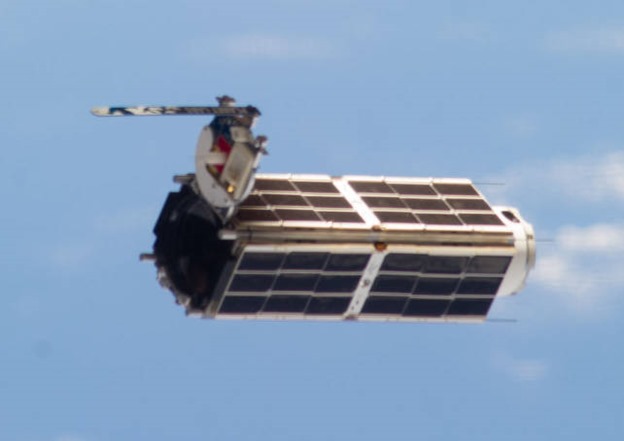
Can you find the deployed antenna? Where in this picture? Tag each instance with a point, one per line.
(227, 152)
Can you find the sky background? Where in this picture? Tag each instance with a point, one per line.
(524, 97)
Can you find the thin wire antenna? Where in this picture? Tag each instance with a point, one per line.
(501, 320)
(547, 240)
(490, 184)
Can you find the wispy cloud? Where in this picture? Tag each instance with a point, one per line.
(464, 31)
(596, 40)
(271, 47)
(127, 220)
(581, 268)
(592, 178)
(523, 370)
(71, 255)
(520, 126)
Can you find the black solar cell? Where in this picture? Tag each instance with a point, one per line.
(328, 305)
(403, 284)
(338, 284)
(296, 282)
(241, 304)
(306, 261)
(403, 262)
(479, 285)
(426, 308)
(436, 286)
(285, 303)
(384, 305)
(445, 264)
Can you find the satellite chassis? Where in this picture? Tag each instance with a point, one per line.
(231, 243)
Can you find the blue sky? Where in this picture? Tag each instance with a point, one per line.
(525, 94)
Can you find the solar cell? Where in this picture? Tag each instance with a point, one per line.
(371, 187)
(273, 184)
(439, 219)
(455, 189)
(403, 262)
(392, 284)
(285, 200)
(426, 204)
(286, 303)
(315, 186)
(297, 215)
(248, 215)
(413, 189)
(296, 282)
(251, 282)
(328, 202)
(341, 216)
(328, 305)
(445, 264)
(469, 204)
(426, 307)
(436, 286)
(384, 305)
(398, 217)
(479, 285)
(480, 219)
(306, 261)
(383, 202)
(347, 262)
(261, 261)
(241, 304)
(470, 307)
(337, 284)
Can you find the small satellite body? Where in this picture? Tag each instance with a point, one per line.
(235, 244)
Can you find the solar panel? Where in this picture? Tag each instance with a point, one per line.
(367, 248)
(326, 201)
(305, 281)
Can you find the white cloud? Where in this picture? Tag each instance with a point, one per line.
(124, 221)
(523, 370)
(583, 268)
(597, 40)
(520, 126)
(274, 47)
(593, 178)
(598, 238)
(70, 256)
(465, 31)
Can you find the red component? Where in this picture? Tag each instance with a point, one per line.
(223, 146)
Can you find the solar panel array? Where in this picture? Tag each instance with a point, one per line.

DIRECTIONS =>
Reproduce every record above with "Tag" swapped for "Mark", leaving everything else unchanged and omitting the pictures.

SOLUTION TO THIS PROBLEM =>
Can you find the deployed antenna? Where in this picture? Mark each instance with a point, one per line.
(227, 152)
Can you find the sky background? Where in this picture? Mark each instance with a point, one per line.
(524, 97)
Can you find the thin wire antenna? Where in this picture? Mark each instance with a point, one per line.
(501, 320)
(547, 240)
(490, 184)
Can you find the wispy cloud? Where in this picture? Mark each instance with a point, one per line.
(464, 31)
(596, 40)
(271, 47)
(127, 220)
(581, 268)
(592, 178)
(523, 370)
(71, 255)
(520, 126)
Can you find the black solar cell? Where in this picture? Mark each instance with a point, one per line.
(328, 305)
(403, 284)
(338, 284)
(296, 282)
(241, 304)
(306, 261)
(403, 262)
(479, 285)
(426, 308)
(436, 286)
(285, 303)
(384, 305)
(445, 264)
Can you find the satellite chassis? Where in this picture? Mark each instance with a point, one per line.
(231, 243)
Can you find the blue sky? Where in this picture? Mark each instance with a point, one per line.
(525, 94)
Can you find the solar cell? Where in this picture? Mark each instance with a point, one per line.
(371, 187)
(273, 184)
(439, 219)
(455, 189)
(403, 262)
(392, 284)
(285, 200)
(426, 204)
(286, 303)
(315, 186)
(297, 215)
(248, 215)
(413, 189)
(296, 282)
(251, 282)
(328, 202)
(341, 216)
(328, 305)
(445, 264)
(469, 204)
(426, 307)
(436, 286)
(384, 305)
(398, 217)
(479, 285)
(480, 219)
(306, 261)
(383, 202)
(347, 262)
(261, 261)
(241, 304)
(470, 307)
(337, 284)
Can you find the small satellite body? Where in this picture? Mark each instance with a point, one per line.
(235, 244)
Can you find the solar panel? Where in this picture? Mark each instance with a point, one per line.
(367, 248)
(326, 201)
(305, 281)
Can you find the white cloud? Where in this picture? Mark each instance with a point, one per line.
(124, 221)
(523, 370)
(583, 268)
(597, 40)
(520, 126)
(274, 47)
(593, 178)
(598, 238)
(70, 256)
(465, 31)
Can you find the red component? Where in this picture? Mark each instance with a point, one per line.
(223, 146)
Can you find the solar panel array? Where in this picture? Mark each instance with a point, one per line.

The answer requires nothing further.